• [TASK DESCRIPTION]: The records below need to be set down again exactly; their images stay out.

________________

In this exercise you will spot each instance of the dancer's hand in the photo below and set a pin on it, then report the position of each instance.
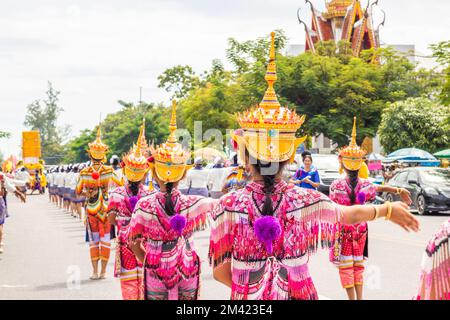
(403, 217)
(405, 195)
(112, 218)
(137, 247)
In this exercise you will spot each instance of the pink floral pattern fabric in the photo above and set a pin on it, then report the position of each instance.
(307, 218)
(127, 268)
(435, 273)
(354, 237)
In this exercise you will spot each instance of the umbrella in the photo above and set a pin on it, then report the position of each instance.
(375, 157)
(445, 154)
(413, 155)
(209, 154)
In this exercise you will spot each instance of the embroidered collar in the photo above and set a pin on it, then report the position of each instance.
(257, 187)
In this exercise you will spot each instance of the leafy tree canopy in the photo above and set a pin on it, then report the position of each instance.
(120, 130)
(415, 122)
(43, 116)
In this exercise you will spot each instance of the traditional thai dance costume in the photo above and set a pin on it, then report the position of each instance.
(354, 237)
(171, 264)
(95, 183)
(122, 201)
(435, 273)
(269, 253)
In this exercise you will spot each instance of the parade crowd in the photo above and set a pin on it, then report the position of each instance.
(263, 229)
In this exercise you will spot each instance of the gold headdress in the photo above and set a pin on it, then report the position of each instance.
(142, 142)
(352, 155)
(97, 149)
(269, 129)
(135, 164)
(169, 159)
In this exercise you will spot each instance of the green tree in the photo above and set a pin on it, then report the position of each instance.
(4, 134)
(43, 116)
(120, 130)
(178, 80)
(441, 51)
(415, 122)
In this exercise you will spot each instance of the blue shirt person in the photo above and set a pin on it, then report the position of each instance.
(307, 176)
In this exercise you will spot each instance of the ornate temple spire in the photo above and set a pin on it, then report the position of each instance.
(270, 100)
(353, 141)
(173, 123)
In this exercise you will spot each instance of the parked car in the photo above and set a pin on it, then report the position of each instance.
(326, 164)
(328, 167)
(429, 187)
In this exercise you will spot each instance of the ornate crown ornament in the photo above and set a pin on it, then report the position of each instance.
(135, 164)
(352, 155)
(337, 8)
(269, 129)
(169, 158)
(142, 141)
(97, 149)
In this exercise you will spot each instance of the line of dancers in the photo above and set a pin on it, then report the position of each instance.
(262, 233)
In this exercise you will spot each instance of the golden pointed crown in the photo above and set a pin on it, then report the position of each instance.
(352, 155)
(135, 164)
(170, 157)
(97, 149)
(337, 8)
(142, 141)
(269, 128)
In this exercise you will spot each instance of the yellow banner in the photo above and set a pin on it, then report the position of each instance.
(31, 144)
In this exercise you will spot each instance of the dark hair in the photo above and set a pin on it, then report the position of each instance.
(134, 187)
(169, 205)
(305, 153)
(269, 182)
(353, 179)
(308, 156)
(235, 160)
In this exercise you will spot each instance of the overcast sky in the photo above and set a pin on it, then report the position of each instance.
(99, 51)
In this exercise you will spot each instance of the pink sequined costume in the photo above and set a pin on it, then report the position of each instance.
(307, 218)
(127, 268)
(172, 266)
(435, 274)
(354, 237)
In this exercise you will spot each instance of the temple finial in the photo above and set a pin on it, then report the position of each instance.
(173, 123)
(270, 100)
(353, 142)
(99, 133)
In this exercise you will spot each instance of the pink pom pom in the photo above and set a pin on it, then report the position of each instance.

________________

• [SOLUTION FOR THIS PROBLEM]:
In this exercise you will spot each instance of the dancer's hand in the photo below and set a pin on it, then report the position of each instance.
(403, 217)
(405, 195)
(112, 218)
(137, 247)
In this exercise you will spot each instance of the pink floral pattern fabric in the photo above and set a pin on it, then report the position of each instance.
(307, 218)
(127, 268)
(435, 273)
(354, 237)
In this exercise you will spot each instance of the umbrella in the photo above and set a pin on it, then report the position of each instance.
(375, 157)
(445, 154)
(413, 155)
(209, 154)
In this exercise you will spot each instance of the embroidered collar in the photo above and set a pin on it, then report the position of each instance.
(257, 187)
In this exercise you will spot each instance of the leafy tree canopy in the photo above and set a pin on it, then report the position of each instance.
(120, 130)
(415, 122)
(43, 116)
In this exercise you will spot each instance of the traditional thai dance costume in the photo above and set a pin on it, then report the position of each instance.
(354, 237)
(171, 264)
(95, 183)
(122, 201)
(435, 273)
(269, 253)
In this exercise you will spot each instance of the parade crowd in the photo above and set a pin on it, then report the position of each instance.
(263, 229)
In this exercise you will spot each instance of the gold headdress in the photo above and set a pin on it, then report the position of each instance.
(142, 142)
(352, 155)
(97, 149)
(269, 129)
(135, 164)
(169, 159)
In this exercise you will spot each instance of the green tree in the photo above and set a pin on it, then report the position of each instance.
(4, 134)
(43, 116)
(120, 130)
(178, 80)
(441, 51)
(415, 122)
In this exercise you will spot each instance of the blue shirt person in the photo above and set a pin on it, then report the position of each instance.
(307, 176)
In this exercise you will spot each instance of the ornate temple spire in the photo above and set a pin on it, then report the position of each instance.
(270, 100)
(353, 141)
(173, 123)
In this exercise you will spot each instance of the parked car in the photo above and set a pin on it, then report the position of each instance.
(326, 164)
(328, 167)
(429, 187)
In this exercise you will spot each instance of the ornate crown ornament in the photo above and set a pin on it, then report the position of each instance.
(135, 164)
(352, 155)
(337, 8)
(269, 129)
(169, 158)
(142, 141)
(97, 149)
In this exercise you will spot each instance of the line of dancers in the photo above and set a pin on it, then report the position of each instance.
(262, 233)
In this exercise you will spot each instance of the golden pointed crown in the photo above and set a pin on it, then report the position of each instance.
(352, 155)
(135, 164)
(170, 157)
(97, 149)
(337, 8)
(142, 141)
(269, 128)
In this exercise you will spot each instance of the yellow banner in the photo above and set a pin on it, then report the position of each instance.
(31, 144)
In this exercise you will spot each instance of the dark hair in the photo above and set a pin on it, then report the position of each instance.
(134, 187)
(169, 205)
(305, 153)
(269, 182)
(353, 179)
(308, 156)
(235, 160)
In this exercise you will spot each instance of the overcast sky in the photo above and set a pin on it, then report the position of each instance.
(99, 51)
In this exercise you will spot each instance of the pink sequined costume in the photo above and set a pin on it, then report the position of each instance.
(307, 218)
(127, 268)
(172, 266)
(435, 274)
(354, 237)
In this exercise you will spot each instance of the temple finial in the photo above and set a pin on it, then report the position of each instance.
(173, 123)
(270, 100)
(353, 142)
(99, 133)
In this exercise you will spot each instance of the pink pom pom in the photo above and set a pin on it, then report the position of each instance.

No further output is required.